BEGIN DATA FOR THIS EXERCISE
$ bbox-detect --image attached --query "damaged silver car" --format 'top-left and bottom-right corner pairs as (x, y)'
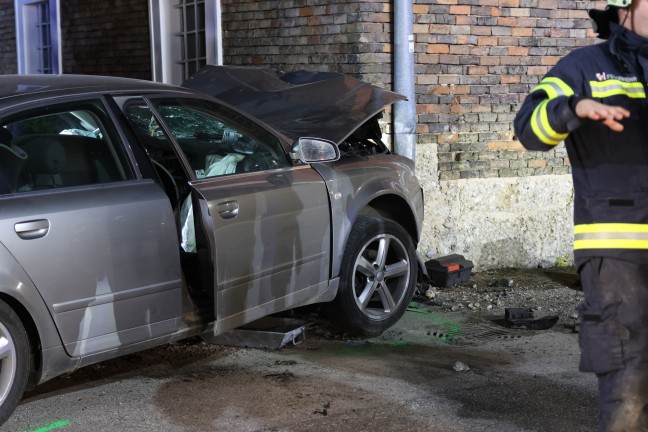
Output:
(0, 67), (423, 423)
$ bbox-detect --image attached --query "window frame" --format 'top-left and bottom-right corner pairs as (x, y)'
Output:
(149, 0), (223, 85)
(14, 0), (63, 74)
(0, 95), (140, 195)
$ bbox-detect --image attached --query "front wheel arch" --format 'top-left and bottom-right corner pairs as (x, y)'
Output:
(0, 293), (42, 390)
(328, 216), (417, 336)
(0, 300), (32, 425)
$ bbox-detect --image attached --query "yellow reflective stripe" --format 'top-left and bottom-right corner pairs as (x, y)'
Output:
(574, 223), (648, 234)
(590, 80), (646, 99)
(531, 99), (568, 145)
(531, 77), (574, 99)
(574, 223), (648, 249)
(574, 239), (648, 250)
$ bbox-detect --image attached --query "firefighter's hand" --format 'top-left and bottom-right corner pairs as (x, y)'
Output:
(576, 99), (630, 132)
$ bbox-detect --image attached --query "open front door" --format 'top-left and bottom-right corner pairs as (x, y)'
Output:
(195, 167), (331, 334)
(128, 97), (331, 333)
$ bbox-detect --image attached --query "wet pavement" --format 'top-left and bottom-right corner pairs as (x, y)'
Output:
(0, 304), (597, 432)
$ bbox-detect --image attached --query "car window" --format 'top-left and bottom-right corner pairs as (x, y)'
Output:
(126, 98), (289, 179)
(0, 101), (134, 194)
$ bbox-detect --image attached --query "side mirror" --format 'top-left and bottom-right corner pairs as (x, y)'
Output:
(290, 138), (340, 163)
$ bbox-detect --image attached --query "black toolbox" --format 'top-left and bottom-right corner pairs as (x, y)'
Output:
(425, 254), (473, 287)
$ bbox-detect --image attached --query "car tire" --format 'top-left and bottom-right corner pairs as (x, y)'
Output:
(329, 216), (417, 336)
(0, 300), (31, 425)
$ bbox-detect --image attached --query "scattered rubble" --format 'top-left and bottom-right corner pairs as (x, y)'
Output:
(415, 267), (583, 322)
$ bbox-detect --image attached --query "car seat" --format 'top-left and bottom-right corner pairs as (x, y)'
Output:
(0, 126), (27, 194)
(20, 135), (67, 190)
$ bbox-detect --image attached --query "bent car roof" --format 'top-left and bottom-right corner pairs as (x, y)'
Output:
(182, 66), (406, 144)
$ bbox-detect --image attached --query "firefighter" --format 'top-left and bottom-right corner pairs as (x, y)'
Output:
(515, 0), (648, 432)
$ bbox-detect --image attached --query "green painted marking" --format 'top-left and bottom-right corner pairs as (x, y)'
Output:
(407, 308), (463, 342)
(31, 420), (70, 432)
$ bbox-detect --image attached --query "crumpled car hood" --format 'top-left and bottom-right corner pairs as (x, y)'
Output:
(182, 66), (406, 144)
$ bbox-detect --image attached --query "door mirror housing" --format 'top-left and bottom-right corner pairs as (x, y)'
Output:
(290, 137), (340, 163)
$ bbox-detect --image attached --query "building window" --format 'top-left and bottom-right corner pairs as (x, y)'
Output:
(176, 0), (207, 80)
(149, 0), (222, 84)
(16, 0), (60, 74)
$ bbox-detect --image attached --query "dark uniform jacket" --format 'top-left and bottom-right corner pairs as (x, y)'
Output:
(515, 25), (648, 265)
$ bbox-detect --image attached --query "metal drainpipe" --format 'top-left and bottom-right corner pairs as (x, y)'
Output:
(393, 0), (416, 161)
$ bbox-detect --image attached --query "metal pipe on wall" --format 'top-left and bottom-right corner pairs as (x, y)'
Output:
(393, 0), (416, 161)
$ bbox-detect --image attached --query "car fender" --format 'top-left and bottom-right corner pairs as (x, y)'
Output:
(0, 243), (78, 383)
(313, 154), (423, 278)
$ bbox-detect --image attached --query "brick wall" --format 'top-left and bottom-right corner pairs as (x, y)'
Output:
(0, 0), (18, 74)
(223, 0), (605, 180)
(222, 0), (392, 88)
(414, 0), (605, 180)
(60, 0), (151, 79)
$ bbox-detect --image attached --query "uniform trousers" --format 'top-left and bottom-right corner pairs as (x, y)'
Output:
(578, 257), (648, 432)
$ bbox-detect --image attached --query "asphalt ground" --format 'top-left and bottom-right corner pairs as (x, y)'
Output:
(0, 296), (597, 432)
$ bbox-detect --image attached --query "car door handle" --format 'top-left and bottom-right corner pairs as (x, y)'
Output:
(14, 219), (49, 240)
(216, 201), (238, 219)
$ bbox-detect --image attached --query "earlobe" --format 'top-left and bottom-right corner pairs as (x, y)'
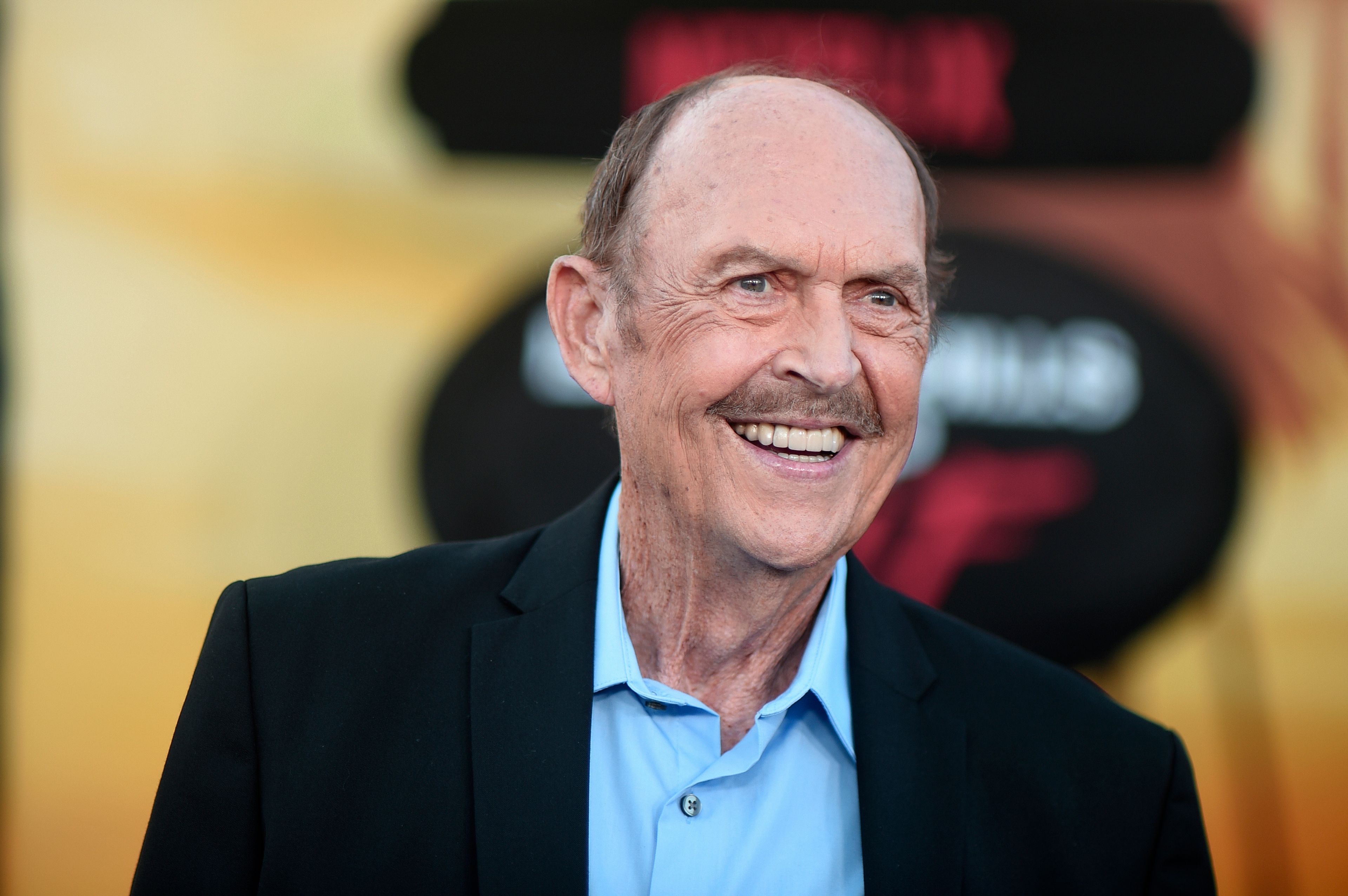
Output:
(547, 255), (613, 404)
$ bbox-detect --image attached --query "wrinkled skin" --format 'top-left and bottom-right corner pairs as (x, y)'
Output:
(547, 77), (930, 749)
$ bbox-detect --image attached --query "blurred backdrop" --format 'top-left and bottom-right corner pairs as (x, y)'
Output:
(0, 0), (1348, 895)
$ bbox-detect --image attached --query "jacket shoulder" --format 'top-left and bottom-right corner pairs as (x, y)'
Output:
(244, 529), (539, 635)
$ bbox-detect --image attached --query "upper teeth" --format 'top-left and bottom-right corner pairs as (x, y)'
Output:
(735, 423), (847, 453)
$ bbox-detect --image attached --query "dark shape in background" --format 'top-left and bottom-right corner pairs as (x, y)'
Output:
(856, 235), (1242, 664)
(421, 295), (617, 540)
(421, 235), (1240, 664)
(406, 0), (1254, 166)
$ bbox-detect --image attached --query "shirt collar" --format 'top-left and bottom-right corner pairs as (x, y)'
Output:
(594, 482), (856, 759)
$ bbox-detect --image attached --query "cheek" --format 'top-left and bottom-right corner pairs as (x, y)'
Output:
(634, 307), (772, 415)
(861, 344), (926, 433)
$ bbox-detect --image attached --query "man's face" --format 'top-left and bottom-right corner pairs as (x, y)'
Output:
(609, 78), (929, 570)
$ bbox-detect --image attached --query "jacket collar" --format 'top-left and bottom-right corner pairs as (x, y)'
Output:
END DATA FOR THIS EXERCISE
THE REQUEST: Return all of the material above, line for line and without any change, but leave out the pictures.

OUTPUT BELOW:
$ bbox-detect --image attached --query "damaged silver car" --format 'top-left and bottom-right corner pairs as (x, y)'
Output:
(0, 67), (423, 423)
$ bbox-detect --image attached --query "window frame" --format 'top-left and bottom-right corner pairs as (x, y)'
Output:
(149, 0), (223, 85)
(14, 0), (63, 74)
(0, 95), (140, 195)
$ bbox-detect --image attached --query "front wheel arch" --format 'top-left and bottom-right corner pairs as (x, y)'
Output:
(0, 293), (42, 390)
(328, 216), (417, 336)
(0, 300), (32, 425)
$ bbox-detect --image attached --query "yellow reflective stripe" --format 'top-left and bottom-right corner pairs as (x, y)'
Output:
(574, 223), (648, 234)
(590, 80), (646, 99)
(531, 99), (568, 145)
(531, 77), (574, 99)
(574, 223), (648, 249)
(574, 239), (648, 250)
$ bbox-detect --image attached --query "firefighter's hand" --format 'top-left and bottom-right corner pairs as (x, y)'
Output:
(576, 99), (630, 132)
$ bbox-detect --image attached --query "open front door" --format 'top-left and bottom-right corner pairs as (x, y)'
Output:
(195, 167), (331, 334)
(128, 97), (331, 333)
$ bbox-detect --image attached --query "wet pavement" --format 'top-left and bottom-right corner pairs as (x, y)'
Output:
(0, 304), (597, 432)
$ bbox-detect --image attached --query "car window" --format 'top-left and bottom-right corner pairs as (x, y)'
Output:
(126, 98), (289, 179)
(0, 101), (134, 194)
$ bbox-detect --image attached --query "side mirror" --format 'top-left and bottom-right corner pairs as (x, y)'
Output:
(290, 138), (340, 163)
$ bbox-detect --image attached --query "black toolbox" --format 'top-left and bottom-right corner pairs as (x, y)'
Output:
(425, 254), (473, 287)
$ bbox-detect --image attached --query "car tire" --format 'top-left and bottom-right corner pairs as (x, y)'
Output:
(329, 216), (417, 336)
(0, 300), (31, 425)
$ bbox-detect --image attached --query "scattered rubble" --format 'top-left and bottom-right corner pairs as (x, y)'
Output:
(415, 267), (583, 322)
$ bbox-detect --image attached --query "car seat" --format 'top-left and bottom-right corner pairs as (x, y)'
Output:
(0, 126), (27, 194)
(20, 135), (67, 190)
$ bbox-detect --image attached --query "bent car roof" --format 'top-left and bottom-right corner pairs as (x, y)'
Output:
(182, 66), (406, 144)
$ bbox-detect --image attached --query "firefighter" --format 'top-left and bottom-right corner pairs as (x, y)'
Output:
(515, 0), (648, 432)
$ bbox-detect --image attached --query "green painted marking" --format 'top-left and bottom-right corner pairs as (x, y)'
Output:
(407, 308), (463, 342)
(31, 420), (70, 432)
$ bbox-detect --image attached --query "crumpled car hood" --format 'top-left and bottom-right corner pairs as (x, y)'
Output:
(182, 66), (406, 144)
$ bbox-detect --image attached --query "door mirror housing" --format 'top-left and bottom-right corner pairs as (x, y)'
Output:
(290, 137), (340, 163)
$ bbox-detect --image attached --query "building window" --format 'top-left and bottom-right corner pairs as (x, y)'
Output:
(176, 0), (207, 80)
(149, 0), (222, 84)
(16, 0), (60, 74)
$ bbox-detect --image attached --query "dark uniform jacket" --format 'top-left and bottom-right corner pairs as (x, y)'
Output:
(515, 25), (648, 265)
$ bbox-detect --image attached --query "metal drainpipe" --format 'top-left and bottom-right corner pairs as (x, y)'
Output:
(393, 0), (416, 161)
$ bbox-detect --image attached --query "metal pipe on wall" --format 'top-left and bottom-right corner pairs as (x, y)'
Output:
(393, 0), (416, 161)
$ bbox-detect --image attached --query "car fender" --format 'top-left and bottom-right corner pairs as (x, y)'
Output:
(0, 243), (78, 383)
(313, 154), (423, 278)
$ bbox-detect --image attached --query "brick wall" --format 'top-left and bottom-right corner pairs as (x, y)'
Output:
(0, 0), (18, 74)
(223, 0), (605, 180)
(222, 0), (392, 88)
(414, 0), (605, 180)
(60, 0), (151, 79)
$ bbox-detect --image attached --query "uniform trousers" --format 'top-left and bottom-right corner pairs as (x, y)'
Output:
(578, 257), (648, 432)
$ bbox-detect --image attached --query "asphalt ground" --format 'top-left and bottom-right corner pairs as (x, y)'
Output:
(0, 296), (597, 432)
$ bbox-detect --image attached --query "car door handle" --format 'top-left and bottom-right corner pairs as (x, y)'
Output:
(14, 219), (49, 240)
(216, 201), (238, 219)
$ bbox-detect --image attached --query "earlobe" --format 'top-left and bottom-right corner pairs as (x, y)'
Output:
(547, 255), (613, 404)
$ bbox-detect --image attached --query "wrinkled skin" --format 'top-left and bottom-right corner pairs as (x, y)'
Output:
(547, 77), (930, 749)
$ bbox-detect --image attached --query "blurred backdrop" --format 'top-left and bottom-right corner pairs as (x, y)'
Output:
(0, 0), (1348, 895)
$ bbox-detect --image attached --query "jacket shoulder" --format 'top-left and bottom-right corner pairs as (x, y)'
Output:
(244, 529), (539, 635)
$ bbox-detect --image attached --query "upper teeth" --format 'top-left and bottom-right corner pairs as (x, y)'
Output:
(735, 423), (847, 453)
$ bbox-detect --image attached --query "dark shape in background" --format 'top-left and bottom-right corner pairs as (x, y)'
Output:
(856, 235), (1242, 664)
(421, 295), (617, 540)
(421, 235), (1240, 664)
(406, 0), (1254, 166)
$ bbox-detect --image attached --query "shirt collar" --format 'top-left and bottom-right corner pairs as (x, y)'
Output:
(594, 482), (856, 759)
$ bbox-detect --image attached --query "cheek" --format 'top-left and bottom-right corner pairs as (x, y)'
Output:
(634, 307), (772, 415)
(861, 344), (926, 433)
$ bbox-detect --image attached --query "man's face" --format 'top-left and bottom-right corner pairs as (x, y)'
Output:
(609, 78), (929, 570)
$ bbox-detect --image attached --query "jacket collar" --format 'top-left and bottom-right corner pairs as (x, y)'
Output:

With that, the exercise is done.